To do:
Look in the data below for the line that has "[[296, 245], [157, 121], [266, 119], [368, 171]]", then print exactly every line from there through the line that has "[[120, 203]]", leaving pictures out.

:: Data for the task ::

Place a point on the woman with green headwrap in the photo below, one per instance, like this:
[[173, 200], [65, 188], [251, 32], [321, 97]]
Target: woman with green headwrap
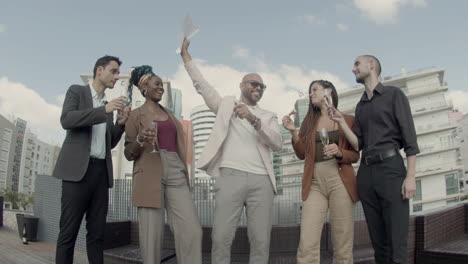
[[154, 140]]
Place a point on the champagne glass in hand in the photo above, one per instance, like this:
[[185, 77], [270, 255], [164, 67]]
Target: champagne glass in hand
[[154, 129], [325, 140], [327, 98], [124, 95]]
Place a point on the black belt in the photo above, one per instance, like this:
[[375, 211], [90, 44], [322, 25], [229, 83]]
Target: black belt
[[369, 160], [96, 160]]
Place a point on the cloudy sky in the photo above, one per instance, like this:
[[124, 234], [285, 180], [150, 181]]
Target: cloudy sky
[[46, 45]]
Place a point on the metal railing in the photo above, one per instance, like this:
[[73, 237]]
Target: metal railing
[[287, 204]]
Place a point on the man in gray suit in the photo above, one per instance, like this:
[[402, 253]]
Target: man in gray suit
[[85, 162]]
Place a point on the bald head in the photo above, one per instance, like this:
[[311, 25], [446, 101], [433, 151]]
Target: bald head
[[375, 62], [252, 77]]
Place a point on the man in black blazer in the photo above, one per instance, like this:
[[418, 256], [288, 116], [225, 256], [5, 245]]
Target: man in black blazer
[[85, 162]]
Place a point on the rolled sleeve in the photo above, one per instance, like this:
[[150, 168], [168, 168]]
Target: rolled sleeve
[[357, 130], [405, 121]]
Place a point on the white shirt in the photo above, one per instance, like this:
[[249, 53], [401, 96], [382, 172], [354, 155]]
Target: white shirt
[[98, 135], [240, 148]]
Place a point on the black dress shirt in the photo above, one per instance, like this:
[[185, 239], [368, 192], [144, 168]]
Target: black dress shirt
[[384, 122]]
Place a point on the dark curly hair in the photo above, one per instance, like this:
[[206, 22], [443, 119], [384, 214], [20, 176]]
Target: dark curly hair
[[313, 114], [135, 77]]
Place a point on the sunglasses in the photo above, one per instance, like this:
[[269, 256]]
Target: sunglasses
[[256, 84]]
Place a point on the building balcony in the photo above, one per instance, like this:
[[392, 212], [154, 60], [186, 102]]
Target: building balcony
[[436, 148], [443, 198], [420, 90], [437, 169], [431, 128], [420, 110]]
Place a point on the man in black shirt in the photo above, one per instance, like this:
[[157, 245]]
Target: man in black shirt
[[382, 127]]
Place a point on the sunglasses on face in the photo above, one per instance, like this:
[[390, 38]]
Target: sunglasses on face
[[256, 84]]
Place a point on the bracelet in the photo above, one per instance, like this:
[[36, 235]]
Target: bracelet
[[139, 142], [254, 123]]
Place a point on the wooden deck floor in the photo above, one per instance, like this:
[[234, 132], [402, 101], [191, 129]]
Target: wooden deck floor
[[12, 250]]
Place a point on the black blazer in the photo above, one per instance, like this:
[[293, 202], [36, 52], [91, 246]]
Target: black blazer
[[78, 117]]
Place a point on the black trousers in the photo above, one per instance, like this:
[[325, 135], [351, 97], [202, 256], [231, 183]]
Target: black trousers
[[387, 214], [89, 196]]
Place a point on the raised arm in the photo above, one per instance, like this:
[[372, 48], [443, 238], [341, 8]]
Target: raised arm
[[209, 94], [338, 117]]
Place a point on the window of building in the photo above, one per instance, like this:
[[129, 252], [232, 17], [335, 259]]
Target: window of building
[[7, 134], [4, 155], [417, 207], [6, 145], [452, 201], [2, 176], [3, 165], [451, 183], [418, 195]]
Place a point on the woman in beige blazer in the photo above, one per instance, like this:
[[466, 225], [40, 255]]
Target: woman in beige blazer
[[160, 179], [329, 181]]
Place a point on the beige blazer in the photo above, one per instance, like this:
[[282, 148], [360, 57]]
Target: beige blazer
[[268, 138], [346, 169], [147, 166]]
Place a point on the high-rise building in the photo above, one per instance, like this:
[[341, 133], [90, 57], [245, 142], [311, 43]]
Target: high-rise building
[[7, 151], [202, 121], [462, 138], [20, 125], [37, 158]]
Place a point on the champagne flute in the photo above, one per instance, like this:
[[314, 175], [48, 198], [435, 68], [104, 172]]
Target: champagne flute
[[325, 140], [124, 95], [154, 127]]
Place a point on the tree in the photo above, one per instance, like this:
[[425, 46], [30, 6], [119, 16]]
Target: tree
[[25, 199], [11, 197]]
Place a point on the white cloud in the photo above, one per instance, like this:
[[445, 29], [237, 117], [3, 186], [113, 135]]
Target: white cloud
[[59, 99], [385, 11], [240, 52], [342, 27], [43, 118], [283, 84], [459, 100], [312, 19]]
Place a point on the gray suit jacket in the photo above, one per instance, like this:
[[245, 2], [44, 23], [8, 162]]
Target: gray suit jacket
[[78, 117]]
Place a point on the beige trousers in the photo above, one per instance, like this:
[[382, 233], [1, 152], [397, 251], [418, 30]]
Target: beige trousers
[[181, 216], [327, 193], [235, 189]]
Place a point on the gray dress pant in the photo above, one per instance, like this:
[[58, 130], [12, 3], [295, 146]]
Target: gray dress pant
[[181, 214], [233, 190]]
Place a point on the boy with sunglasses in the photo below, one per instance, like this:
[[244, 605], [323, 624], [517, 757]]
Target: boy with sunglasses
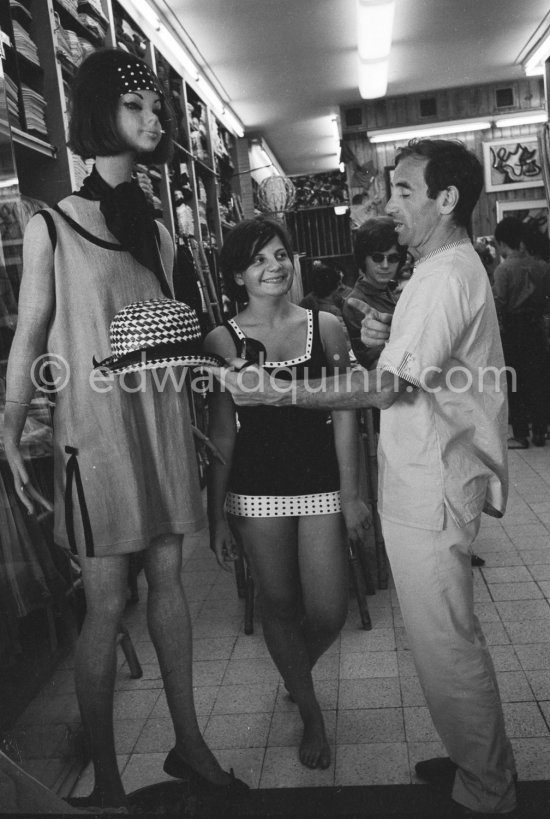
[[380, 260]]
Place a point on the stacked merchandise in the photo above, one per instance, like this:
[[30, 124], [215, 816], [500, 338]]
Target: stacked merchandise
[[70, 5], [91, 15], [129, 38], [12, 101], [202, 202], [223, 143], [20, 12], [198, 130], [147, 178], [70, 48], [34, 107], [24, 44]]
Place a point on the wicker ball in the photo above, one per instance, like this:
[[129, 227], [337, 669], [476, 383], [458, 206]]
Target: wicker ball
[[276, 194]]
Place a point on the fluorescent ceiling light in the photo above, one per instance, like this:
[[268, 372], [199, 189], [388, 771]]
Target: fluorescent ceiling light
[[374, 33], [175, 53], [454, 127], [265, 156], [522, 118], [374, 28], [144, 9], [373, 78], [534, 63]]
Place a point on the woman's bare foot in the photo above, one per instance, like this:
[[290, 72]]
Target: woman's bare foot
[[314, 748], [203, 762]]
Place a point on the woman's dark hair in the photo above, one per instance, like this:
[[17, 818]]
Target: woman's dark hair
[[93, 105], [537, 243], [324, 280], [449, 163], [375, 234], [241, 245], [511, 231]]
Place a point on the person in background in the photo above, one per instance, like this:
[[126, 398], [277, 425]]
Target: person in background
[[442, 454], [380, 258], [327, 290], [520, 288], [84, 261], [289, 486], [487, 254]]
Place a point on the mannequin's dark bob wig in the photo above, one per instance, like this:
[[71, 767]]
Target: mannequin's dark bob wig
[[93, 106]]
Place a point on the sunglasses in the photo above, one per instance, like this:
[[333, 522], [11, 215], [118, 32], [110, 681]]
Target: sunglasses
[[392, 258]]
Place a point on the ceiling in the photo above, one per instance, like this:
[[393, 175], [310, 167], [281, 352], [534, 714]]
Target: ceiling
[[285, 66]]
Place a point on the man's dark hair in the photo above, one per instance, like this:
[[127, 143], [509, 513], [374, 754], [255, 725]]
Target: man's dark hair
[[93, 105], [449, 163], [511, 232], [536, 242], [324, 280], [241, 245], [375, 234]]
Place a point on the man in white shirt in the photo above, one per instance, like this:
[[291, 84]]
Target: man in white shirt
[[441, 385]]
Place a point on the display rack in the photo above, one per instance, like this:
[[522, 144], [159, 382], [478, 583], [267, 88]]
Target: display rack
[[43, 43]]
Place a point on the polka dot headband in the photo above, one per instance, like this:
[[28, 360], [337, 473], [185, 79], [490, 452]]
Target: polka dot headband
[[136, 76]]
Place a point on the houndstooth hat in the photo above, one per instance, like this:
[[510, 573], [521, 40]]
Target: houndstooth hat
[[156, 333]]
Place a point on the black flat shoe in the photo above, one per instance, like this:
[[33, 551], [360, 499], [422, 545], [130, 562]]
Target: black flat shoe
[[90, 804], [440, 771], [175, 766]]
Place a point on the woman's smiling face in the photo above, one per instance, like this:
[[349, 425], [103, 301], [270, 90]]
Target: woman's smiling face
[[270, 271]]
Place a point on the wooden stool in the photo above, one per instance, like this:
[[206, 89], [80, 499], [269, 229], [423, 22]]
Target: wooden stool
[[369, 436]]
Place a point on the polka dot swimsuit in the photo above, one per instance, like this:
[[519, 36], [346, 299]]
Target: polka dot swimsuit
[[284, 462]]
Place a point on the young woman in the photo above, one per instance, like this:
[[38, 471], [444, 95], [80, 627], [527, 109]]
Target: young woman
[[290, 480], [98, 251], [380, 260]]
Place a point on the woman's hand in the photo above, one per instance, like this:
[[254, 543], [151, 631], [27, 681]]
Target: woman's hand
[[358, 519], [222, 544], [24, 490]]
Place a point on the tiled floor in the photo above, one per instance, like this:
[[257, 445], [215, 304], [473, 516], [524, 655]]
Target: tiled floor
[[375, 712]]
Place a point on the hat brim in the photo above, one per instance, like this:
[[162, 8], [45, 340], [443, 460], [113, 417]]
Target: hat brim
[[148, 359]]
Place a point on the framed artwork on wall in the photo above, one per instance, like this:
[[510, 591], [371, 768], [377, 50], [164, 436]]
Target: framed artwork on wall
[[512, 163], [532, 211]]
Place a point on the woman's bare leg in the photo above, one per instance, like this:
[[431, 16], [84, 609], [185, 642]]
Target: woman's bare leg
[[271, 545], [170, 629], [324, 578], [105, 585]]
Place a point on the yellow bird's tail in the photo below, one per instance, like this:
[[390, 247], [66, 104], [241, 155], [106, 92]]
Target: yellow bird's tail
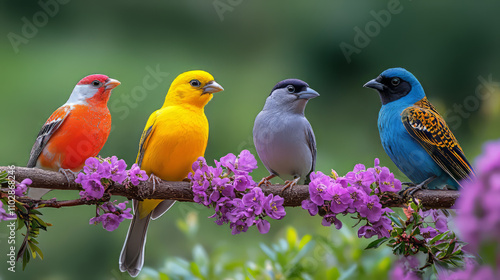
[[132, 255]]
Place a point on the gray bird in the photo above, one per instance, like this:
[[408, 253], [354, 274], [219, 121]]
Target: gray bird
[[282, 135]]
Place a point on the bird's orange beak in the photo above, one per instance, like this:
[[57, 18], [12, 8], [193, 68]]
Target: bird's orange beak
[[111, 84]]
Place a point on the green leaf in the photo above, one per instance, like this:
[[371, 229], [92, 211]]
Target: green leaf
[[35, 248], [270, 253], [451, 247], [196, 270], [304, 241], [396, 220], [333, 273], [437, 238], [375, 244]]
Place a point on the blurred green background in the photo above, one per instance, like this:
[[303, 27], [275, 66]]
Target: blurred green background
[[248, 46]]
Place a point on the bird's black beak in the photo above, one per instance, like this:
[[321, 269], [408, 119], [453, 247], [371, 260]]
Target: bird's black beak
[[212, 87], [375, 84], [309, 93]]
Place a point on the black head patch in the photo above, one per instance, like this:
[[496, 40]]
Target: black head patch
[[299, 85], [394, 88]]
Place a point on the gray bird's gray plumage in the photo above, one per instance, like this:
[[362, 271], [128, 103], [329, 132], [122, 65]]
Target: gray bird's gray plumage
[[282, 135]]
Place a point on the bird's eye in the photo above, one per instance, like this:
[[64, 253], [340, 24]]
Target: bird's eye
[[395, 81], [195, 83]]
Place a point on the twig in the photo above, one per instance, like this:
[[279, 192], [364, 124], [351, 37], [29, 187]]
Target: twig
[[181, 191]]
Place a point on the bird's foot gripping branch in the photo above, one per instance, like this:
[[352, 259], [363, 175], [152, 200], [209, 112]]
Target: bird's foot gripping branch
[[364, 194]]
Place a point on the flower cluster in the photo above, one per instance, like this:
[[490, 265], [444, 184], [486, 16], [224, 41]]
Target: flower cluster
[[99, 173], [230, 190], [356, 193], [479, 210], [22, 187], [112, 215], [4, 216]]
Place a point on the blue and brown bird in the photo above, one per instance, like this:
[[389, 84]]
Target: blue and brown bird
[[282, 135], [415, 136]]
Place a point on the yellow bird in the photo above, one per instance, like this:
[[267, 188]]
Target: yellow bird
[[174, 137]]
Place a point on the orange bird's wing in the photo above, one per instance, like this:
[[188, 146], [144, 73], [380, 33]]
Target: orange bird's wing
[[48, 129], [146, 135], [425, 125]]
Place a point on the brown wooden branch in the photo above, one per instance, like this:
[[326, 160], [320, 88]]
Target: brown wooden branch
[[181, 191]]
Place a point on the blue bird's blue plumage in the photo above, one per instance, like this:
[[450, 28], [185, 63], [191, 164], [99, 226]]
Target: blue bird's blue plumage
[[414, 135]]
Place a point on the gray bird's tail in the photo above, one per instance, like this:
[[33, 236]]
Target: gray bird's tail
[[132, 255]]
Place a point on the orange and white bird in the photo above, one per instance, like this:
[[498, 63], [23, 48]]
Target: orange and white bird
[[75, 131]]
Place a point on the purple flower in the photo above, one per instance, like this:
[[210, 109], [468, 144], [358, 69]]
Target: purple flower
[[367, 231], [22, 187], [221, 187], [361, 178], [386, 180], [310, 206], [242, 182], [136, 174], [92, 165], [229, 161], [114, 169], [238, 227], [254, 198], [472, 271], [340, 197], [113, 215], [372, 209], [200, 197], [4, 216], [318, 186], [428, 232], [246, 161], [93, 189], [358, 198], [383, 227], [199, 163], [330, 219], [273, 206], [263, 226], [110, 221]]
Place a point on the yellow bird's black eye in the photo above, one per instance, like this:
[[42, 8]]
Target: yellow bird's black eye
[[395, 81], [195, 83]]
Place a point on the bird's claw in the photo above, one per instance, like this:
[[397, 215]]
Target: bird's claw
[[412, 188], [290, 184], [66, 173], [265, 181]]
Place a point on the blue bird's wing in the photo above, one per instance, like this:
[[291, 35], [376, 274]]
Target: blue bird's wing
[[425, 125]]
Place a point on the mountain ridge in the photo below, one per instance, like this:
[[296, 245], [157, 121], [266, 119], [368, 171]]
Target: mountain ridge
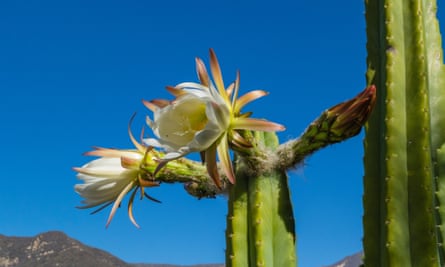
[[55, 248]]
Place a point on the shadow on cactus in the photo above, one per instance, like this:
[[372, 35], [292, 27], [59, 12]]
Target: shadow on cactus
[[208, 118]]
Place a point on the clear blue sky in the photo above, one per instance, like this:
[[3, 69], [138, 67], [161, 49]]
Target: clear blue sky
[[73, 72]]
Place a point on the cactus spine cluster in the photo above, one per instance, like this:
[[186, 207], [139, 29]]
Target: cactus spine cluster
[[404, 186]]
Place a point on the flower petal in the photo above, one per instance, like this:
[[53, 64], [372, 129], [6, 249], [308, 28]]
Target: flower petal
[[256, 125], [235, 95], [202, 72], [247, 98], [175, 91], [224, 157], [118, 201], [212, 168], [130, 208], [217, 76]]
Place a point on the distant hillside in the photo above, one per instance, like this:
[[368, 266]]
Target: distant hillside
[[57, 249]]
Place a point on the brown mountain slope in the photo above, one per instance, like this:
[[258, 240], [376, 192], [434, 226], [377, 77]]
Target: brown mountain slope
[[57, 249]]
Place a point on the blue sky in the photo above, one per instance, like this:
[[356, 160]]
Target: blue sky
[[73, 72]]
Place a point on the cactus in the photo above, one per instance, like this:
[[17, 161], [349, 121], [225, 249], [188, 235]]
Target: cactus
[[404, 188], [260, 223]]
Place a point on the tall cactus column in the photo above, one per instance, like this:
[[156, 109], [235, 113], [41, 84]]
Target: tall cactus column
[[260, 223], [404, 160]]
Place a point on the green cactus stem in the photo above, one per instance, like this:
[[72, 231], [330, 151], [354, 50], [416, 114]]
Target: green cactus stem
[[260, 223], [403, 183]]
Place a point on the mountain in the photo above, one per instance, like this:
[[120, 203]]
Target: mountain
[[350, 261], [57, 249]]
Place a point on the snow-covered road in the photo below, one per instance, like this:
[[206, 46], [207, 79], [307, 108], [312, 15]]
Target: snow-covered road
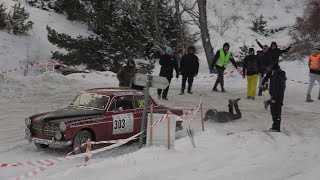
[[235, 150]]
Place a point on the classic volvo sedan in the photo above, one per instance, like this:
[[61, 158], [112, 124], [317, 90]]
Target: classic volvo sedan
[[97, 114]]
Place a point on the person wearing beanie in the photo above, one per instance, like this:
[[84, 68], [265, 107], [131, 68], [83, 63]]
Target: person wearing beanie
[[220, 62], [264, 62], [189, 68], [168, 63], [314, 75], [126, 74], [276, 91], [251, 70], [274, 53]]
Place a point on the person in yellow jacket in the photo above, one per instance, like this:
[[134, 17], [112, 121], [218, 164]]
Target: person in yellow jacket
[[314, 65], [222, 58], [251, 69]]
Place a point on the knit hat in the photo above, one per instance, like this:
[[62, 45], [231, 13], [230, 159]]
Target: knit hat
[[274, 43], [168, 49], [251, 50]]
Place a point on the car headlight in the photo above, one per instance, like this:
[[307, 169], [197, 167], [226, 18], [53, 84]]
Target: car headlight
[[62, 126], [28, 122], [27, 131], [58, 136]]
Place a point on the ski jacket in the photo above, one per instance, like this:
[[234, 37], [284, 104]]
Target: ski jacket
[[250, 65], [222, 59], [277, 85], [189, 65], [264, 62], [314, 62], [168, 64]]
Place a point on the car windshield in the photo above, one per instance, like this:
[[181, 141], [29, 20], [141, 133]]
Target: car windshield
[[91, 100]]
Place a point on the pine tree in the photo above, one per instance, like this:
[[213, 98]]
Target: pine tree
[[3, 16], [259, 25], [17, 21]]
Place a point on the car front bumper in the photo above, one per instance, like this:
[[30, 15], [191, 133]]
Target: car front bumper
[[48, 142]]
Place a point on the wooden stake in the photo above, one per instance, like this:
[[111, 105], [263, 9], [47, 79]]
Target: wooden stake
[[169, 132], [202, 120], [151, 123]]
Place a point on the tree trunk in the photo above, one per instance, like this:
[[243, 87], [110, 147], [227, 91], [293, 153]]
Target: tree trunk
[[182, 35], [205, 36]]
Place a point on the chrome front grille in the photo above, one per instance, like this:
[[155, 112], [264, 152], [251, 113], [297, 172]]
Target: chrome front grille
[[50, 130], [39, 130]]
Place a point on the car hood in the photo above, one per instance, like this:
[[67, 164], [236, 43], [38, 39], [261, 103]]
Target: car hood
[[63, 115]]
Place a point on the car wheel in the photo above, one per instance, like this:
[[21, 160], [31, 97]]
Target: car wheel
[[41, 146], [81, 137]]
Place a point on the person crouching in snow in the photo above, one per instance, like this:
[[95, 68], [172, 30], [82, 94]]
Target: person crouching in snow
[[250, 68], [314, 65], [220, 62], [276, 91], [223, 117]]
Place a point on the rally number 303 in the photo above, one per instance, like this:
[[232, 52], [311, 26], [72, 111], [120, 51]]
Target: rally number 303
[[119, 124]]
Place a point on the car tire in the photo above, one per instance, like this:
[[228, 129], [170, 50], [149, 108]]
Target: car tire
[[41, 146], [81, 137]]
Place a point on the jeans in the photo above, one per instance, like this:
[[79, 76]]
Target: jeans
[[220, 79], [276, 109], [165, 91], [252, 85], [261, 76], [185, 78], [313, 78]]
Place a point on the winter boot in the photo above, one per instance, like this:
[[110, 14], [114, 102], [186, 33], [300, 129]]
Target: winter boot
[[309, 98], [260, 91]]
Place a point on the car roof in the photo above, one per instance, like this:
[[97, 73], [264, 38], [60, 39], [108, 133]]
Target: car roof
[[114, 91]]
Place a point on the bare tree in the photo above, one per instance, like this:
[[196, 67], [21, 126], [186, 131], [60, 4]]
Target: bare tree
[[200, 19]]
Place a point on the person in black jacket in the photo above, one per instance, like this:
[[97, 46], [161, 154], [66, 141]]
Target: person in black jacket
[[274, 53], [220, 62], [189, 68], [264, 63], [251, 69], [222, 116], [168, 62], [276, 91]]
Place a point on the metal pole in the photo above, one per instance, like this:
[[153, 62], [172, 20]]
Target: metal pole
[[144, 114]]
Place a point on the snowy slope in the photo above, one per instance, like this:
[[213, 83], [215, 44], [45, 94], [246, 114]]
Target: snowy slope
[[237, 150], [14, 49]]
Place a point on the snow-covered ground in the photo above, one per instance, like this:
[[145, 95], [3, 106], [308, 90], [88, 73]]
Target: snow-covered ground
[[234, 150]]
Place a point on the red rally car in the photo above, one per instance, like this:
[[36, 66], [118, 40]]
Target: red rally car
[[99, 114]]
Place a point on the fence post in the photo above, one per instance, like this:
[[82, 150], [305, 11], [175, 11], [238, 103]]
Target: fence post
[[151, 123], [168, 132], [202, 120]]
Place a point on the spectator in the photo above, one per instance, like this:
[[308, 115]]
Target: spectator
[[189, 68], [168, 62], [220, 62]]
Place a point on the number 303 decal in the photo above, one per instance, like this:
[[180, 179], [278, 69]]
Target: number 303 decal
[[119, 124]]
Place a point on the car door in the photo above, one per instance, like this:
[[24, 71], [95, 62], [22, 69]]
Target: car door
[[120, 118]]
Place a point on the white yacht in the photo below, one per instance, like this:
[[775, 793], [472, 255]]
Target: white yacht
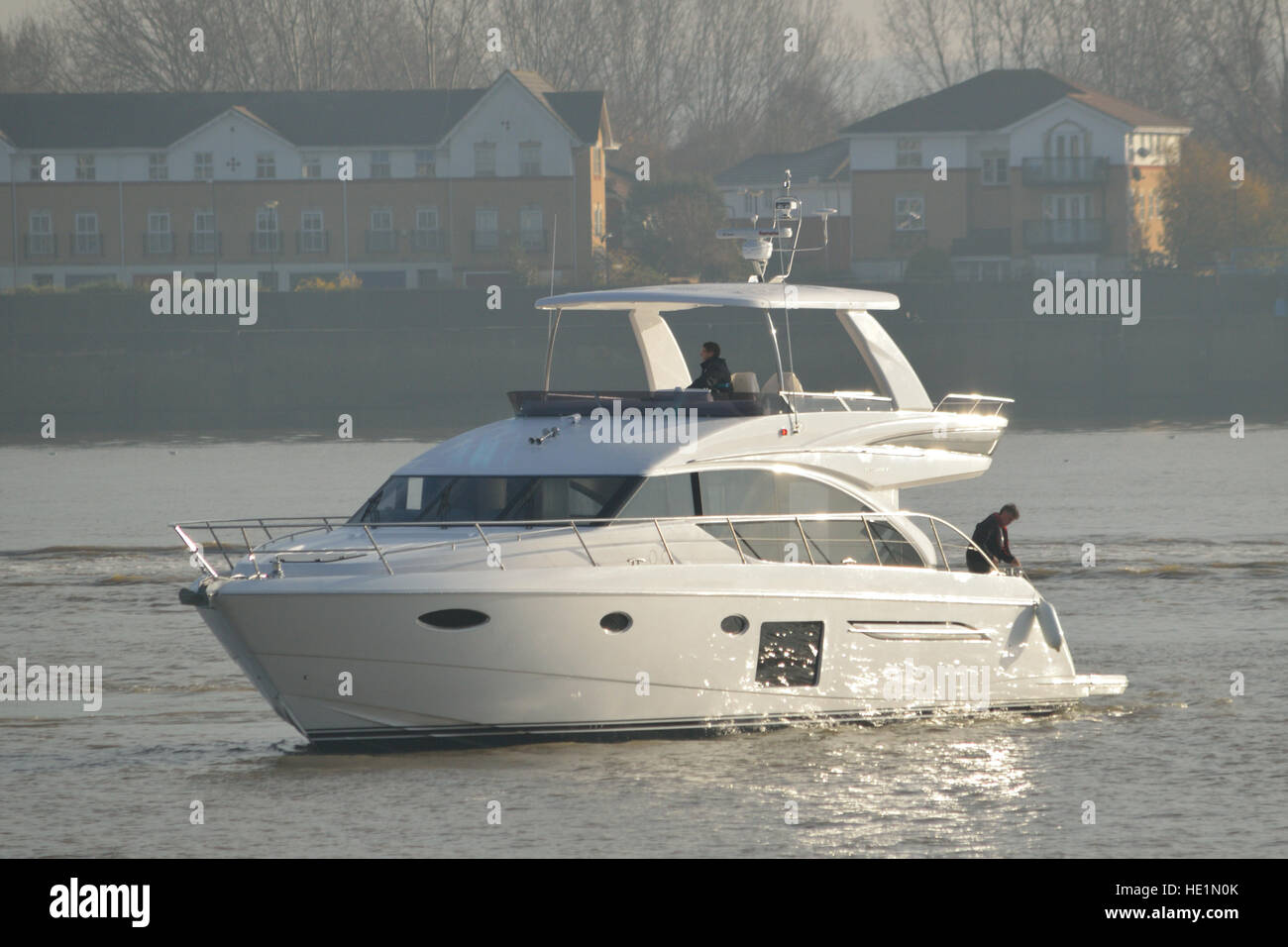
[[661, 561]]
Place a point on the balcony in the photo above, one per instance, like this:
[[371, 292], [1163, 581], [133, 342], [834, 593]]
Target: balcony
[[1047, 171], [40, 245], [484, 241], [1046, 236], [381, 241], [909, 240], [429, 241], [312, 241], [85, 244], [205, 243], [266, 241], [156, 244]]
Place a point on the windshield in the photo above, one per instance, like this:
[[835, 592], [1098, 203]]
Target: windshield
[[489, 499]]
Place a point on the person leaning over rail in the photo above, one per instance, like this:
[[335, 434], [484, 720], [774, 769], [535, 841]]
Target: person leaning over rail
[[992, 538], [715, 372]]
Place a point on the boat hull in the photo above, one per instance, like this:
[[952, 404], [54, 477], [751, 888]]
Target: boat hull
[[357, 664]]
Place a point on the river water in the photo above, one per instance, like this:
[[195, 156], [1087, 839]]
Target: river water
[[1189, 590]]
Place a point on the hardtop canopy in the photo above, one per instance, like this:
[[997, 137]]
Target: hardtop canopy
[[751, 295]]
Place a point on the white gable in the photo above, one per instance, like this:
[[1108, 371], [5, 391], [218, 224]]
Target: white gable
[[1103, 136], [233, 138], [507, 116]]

:::

Exercise answer:
[[296, 245], [157, 121], [266, 119], [368, 171]]
Target: mountain ridge
[[55, 248]]
Place a point on the shadow on cactus in the photo above, one per instance, like this:
[[372, 35], [292, 27], [59, 12]]
Target: shadow on cactus
[[208, 118]]
Place a point on the clear blue sky in the photo above, one per instance, like this:
[[3, 69], [138, 67], [161, 49]]
Target: clear blue sky
[[73, 72]]
Place a point on the cactus spine cluster in the photo above, one per instance, like this:
[[186, 207], [139, 29]]
Target: cactus spine cluster
[[404, 186]]
Place a point on the flower petal in the photo above, one per instance, like this:
[[53, 64], [372, 129], [6, 249], [308, 28]]
Target: flower petal
[[256, 125], [235, 95], [202, 72], [247, 98], [175, 91], [224, 157], [118, 201], [212, 168], [130, 208], [217, 76]]
Place a point on the distant hillside in the photo above, one per instance, like this:
[[368, 266]]
Target: distant hillside
[[57, 249]]
Place a point on the brown mountain slope in the photo above, one per instance, like this:
[[258, 240], [376, 192], [434, 226], [377, 77]]
Target: brown mountain slope
[[57, 249]]
Place a point on the blue sky in the photo above, one per instance, like this:
[[356, 160]]
Target: blue sky
[[73, 72]]
Place a point on the cactus in the photo above, one per instance, like this:
[[17, 161], [349, 121], [225, 249], [188, 235]]
Target: cactus
[[404, 188], [260, 223]]
Place a point on the tall cactus column in the photo above, one per instance, like this:
[[156, 109], [235, 113], [41, 84]]
Target: tall cactus column
[[260, 223], [404, 160]]
Place a point on the green cactus stem in the photo above, one per instance, like this:
[[72, 231], [330, 151], [354, 50], [416, 114]]
Target: green cactus stem
[[260, 223], [403, 183]]
Place a point on the mountain in the photo above, one per instance, like this:
[[120, 203]]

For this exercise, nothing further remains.